Your objective » Whenever a line of the listing contains the string "post", return that line.

Source material »
--- START ---

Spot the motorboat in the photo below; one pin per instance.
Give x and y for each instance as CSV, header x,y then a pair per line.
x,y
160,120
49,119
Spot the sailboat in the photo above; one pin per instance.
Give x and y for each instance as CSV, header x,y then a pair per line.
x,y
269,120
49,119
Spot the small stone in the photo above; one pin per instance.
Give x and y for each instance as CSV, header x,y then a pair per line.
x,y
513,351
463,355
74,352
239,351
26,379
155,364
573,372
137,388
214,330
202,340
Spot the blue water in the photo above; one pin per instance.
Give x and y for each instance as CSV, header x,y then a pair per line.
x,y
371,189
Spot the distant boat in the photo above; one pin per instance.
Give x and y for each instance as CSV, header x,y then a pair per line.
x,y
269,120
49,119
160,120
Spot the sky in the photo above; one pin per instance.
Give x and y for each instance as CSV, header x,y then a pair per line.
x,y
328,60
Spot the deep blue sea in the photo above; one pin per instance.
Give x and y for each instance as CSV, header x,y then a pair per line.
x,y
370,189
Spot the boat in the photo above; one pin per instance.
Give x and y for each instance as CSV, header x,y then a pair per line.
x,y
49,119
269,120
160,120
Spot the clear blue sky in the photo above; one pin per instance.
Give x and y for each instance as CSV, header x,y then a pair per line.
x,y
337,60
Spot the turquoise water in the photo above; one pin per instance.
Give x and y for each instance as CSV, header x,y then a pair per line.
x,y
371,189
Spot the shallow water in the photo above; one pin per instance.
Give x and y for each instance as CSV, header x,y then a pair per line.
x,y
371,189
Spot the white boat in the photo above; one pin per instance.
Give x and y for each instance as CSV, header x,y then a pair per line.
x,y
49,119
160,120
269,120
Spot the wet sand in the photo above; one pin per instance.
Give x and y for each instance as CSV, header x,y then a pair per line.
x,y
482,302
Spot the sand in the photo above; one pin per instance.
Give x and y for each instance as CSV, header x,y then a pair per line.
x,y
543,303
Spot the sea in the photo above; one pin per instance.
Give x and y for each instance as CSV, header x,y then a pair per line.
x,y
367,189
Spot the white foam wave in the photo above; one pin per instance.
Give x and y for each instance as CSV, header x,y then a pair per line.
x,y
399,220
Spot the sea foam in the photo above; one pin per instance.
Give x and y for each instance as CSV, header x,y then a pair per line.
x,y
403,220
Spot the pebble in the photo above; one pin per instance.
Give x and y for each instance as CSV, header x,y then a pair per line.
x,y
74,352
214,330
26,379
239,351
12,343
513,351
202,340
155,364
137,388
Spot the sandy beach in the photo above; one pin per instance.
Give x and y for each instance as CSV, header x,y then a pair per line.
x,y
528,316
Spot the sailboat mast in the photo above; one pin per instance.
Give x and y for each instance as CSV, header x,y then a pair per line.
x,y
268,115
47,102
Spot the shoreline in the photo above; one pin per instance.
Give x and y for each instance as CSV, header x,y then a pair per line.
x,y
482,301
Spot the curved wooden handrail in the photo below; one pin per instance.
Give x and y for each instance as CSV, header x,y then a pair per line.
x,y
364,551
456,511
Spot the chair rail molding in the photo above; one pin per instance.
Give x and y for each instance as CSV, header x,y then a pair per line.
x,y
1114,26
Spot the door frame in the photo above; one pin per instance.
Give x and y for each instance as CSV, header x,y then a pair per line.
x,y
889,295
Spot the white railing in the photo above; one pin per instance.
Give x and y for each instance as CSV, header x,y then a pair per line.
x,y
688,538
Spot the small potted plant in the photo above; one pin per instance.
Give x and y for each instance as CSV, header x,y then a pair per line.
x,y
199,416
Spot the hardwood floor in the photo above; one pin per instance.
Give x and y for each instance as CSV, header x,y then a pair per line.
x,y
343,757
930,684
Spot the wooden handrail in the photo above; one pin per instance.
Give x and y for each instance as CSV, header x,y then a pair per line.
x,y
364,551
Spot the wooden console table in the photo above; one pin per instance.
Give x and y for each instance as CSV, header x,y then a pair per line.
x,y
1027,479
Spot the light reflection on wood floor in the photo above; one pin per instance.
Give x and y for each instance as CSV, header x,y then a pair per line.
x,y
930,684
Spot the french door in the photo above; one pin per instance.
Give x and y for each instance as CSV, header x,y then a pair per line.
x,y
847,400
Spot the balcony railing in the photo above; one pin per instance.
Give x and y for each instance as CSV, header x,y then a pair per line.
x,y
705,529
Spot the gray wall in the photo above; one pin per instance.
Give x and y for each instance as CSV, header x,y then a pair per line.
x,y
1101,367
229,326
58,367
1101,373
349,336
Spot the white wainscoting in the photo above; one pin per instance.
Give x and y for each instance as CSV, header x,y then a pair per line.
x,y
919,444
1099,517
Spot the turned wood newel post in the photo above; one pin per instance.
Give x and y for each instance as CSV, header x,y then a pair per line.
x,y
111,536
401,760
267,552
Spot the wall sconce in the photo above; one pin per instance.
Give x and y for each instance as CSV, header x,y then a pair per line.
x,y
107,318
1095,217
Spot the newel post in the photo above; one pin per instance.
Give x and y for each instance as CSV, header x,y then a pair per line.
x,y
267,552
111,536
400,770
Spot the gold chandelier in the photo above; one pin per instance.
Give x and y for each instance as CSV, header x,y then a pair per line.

--- END ---

Completed exercise »
Spot the turned wood newel post in the photo above; one pin per instance.
Spot the newel post in the photo above; one pin per instance.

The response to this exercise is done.